══ TEXTO-FONTE ══

Odilon de Oliveira*
O Brasil sempre desempenhou um papel ridículo no combate ao tráfico de drogas. Os países sérios nesta questão, dentre eles não se incluindo o Brasil, atacam o problema das drogas sob quatro frentes: prevenção, repressão, recuperação e reinserção.
A prevenção, se levada a sério, é o caminho mais eficaz, mais curto e menos gravoso, dependendo ela de ações sociais e do envolvimento de toda a sociedade. A repressão existe simplesmente porque a prevenção é falha, mal feita. Nessa segunda frente, há o envolvimento do Poder Judiciário, do Ministério Público, das polícias e do sistema penitenciário, que é caótico. É uma estrutura monstruosa e caríssima envolvida na repressão. Quando chega a necessidade de repressão, o tráfico já causou estragos na saúde, na segurança pública, na economia e na imagem da Administração. Esta fase é agravada também pela corrupção, que atinge todos os setores nela envolvidos, principalmente o meio policial e o ambiente carcerário.

═══
══ DADOS ══

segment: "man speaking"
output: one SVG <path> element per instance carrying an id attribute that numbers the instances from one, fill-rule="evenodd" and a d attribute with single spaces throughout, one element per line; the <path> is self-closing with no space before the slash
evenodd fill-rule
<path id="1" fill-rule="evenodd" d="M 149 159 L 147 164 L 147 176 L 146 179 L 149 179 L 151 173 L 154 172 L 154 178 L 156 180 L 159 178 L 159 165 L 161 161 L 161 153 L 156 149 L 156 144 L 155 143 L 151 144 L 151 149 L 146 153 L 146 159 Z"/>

═══

- EXERCÍCIOS PROPOSTOS
• a. Responda com base no texto sobre o combate às drogas:
(i) Quais são as quatro frentes pelas quais os países sérios atacam o problema das drogas?
(ii) Quais instituições e sistemas participam da frente da repressão?
(iii) Quais setores a corrupção atinge principalmente?
• b. Segundo o texto sobre o combate às drogas, qual é o motivo da existência da repressão? Responda em uma a três frases.

- SOLUÇÕES DOS EXERCÍCIOS
• a.
(i) Prevenção, repressão, recuperação e reinserção.
(ii) O Poder Judiciário, o Ministério Público, as polícias e o sistema penitenciário.
(iii) O meio policial e o ambiente carcerário.

• b. A repressão existe simplesmente porque a prevenção é falha e mal feita.